West Nile found in city

    West Nile Virus has been found in Decatur, Terry Smith, superintendent of the Adams County Health Department, announced Monday afternoon.
    The Indiana Department of Health has confirmed the discovery, the virus having been found in a mosquito in Decatur a week or so ago, Smith said.
    Decatur officials do regular testing as well as regular treatments of storm sewers and areas of water that remain stagnant.
    The virus normally becomes evident later in the summer and moves from area to area with flight patterns of birds, which are carrier reservoirs for West Nile Virus.
    Decatur Street/Sanitation Superintendent Jeremy Gilbert said one positive test was recorded here, from a test done on August 19. Testing and surveillance have been going on here "virtually all summer," Gilbert said. Testing is continuing and spraying has been going on for two weeks, he added.
     The appearance of West Nile "means that residents should limit the possibility of being bitten by an infected mosquito by applying repellants and making lifestyle modifications," Smith said.
    In a statement, Smith added, "City residents are reminded that water that remains stagnant provides for excellent mosquito hatcheries. Water in rimless tires is notoriously efficient for mosquito development. Anything that holds exposed water will provide opportunities for female mosquitos to lay their eggs proficiently."
    For questions, people may call 724-3356.

First death
    Indiana recorded its first West Nile Virus death of 2011 last week. Health officials say a 60-year-old Elkhart County woman died of complications related to the virus. Elkhart County Health Officer Dr. Dan Nafziger did not identify the woman, but James Lambdin told The Elkhart Truth that his mother, Wanda, died Wednesday at IU Health Goshen Hospital.
    According to the Indiana Department of Health, one person died in Indiana from the West Nile virus last year.
    West Nile first appeared in Indiana birds in 2001 and the first human cases came the following year when 293 people were diagnosed and 11 died.
    Health officials say that about 80 percent of people infected with West Nile virus will not show any symptoms.

┄┄┄┄┄┄

## [Work required]
Reproduce the passage of the West Nile Virus report that starts with "For questions, people" and goes on through "Health Goshen Hospital.".

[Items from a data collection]
┄┄┄┄┄┄

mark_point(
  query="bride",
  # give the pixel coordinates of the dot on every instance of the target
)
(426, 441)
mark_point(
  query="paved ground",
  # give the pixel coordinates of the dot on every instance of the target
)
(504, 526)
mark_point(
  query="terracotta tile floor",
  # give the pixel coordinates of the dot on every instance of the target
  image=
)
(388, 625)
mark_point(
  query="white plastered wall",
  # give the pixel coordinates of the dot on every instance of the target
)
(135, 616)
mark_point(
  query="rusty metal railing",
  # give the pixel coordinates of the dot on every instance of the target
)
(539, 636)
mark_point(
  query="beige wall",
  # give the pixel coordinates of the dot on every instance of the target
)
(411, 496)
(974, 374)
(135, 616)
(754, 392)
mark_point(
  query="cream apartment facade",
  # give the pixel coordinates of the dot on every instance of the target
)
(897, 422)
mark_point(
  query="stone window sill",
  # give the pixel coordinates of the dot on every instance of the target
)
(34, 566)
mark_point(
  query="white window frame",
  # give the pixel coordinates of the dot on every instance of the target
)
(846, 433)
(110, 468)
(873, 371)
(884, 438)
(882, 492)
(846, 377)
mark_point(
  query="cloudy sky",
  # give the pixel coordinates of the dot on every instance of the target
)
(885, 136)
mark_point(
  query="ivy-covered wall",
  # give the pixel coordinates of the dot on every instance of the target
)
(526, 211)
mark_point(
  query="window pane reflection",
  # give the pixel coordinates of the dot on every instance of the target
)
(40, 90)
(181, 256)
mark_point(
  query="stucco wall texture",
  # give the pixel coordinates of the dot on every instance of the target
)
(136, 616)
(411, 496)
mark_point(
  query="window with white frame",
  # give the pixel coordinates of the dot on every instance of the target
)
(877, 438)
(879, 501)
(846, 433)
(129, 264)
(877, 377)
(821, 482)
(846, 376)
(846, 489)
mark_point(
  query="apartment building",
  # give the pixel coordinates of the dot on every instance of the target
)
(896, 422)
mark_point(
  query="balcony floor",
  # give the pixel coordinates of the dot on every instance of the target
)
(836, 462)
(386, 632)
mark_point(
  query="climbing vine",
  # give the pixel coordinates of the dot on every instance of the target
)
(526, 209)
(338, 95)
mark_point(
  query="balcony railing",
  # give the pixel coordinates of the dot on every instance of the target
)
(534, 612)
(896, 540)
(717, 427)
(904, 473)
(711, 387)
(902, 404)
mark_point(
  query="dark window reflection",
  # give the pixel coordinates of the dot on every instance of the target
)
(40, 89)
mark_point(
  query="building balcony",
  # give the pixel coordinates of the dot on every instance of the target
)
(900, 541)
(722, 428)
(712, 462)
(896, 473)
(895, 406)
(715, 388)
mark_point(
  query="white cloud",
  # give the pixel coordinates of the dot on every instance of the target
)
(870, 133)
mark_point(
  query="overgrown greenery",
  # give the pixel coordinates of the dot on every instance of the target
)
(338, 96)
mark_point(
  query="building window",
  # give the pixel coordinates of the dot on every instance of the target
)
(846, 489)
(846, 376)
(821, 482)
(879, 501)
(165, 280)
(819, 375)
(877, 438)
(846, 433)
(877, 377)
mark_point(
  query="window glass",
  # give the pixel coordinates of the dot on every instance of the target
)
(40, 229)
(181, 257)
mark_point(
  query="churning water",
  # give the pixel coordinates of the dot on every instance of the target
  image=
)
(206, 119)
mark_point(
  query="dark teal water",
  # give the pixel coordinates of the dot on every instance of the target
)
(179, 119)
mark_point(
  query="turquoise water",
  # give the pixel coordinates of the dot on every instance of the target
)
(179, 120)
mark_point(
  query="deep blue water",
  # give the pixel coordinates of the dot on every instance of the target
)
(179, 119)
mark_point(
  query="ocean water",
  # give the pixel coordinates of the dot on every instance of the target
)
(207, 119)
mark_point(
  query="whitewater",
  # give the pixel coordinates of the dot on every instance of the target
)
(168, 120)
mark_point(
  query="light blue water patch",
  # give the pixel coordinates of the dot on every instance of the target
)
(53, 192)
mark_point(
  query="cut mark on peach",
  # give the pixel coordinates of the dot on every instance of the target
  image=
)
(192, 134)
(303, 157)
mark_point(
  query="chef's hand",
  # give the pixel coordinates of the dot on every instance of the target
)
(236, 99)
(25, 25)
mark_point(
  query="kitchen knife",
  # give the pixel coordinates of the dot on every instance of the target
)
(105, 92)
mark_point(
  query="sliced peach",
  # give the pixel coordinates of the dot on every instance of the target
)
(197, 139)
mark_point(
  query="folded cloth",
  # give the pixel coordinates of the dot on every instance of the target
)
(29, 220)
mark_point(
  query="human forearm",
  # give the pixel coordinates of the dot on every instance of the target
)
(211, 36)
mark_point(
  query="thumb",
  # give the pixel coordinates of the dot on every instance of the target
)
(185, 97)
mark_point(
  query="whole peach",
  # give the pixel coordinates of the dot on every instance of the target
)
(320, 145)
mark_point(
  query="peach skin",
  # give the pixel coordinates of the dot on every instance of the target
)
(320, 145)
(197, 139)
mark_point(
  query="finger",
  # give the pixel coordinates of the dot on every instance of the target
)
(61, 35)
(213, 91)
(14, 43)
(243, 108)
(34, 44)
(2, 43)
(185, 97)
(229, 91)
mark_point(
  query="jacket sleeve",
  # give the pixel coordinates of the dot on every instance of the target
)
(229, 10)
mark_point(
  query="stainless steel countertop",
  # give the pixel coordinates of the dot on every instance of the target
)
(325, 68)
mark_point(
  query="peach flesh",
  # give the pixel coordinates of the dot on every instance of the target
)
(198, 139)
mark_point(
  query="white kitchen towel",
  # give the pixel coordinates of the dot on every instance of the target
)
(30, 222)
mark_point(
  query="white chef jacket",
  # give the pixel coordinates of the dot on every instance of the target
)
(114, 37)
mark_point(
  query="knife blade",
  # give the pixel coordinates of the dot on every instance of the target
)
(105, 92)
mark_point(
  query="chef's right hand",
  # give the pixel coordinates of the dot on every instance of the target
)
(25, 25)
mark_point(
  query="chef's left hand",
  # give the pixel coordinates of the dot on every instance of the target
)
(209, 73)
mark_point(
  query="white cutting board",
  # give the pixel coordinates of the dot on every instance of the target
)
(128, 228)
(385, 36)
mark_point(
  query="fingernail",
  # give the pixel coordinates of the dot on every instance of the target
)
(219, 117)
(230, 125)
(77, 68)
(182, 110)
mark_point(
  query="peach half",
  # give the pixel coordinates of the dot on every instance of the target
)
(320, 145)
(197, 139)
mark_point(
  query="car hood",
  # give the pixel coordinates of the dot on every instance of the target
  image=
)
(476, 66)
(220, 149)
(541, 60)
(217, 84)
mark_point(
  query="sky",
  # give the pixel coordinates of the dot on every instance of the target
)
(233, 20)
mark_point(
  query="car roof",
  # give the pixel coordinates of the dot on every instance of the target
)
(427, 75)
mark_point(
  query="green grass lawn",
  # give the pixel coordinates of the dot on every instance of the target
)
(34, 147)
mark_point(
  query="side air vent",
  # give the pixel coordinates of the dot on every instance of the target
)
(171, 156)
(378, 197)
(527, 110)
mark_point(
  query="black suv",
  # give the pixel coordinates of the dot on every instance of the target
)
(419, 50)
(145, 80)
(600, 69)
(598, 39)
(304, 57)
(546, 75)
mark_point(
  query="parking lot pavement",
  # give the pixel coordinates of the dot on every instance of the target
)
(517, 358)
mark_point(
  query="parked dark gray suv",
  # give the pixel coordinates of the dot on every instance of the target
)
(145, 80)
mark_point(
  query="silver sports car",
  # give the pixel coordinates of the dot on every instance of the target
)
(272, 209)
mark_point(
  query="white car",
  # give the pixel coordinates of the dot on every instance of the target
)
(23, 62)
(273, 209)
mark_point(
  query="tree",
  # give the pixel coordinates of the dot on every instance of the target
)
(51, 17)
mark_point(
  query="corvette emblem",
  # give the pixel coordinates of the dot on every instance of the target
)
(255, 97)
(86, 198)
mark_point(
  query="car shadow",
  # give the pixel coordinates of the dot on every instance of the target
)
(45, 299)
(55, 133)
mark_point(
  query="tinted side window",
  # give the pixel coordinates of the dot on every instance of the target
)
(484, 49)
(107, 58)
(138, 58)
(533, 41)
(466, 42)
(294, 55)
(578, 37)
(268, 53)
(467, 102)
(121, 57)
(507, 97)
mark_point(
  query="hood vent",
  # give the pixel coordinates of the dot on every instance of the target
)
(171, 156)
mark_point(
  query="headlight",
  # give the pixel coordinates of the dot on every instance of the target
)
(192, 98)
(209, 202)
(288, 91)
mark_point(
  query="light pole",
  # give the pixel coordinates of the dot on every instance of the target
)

┄┄┄┄┄┄

## [Solution to this problem]
For questions, people may call 724-3356.

First death
    Indiana recorded its first West Nile Virus death of 2011 last week. Health officials say a 60-year-old Elkhart County woman died of complications related to the virus. Elkhart County Health Officer Dr. Dan Nafziger did not identify the woman, but James Lambdin told The Elkhart Truth that his mother, Wanda, died Wednesday at IU Health Goshen Hospital.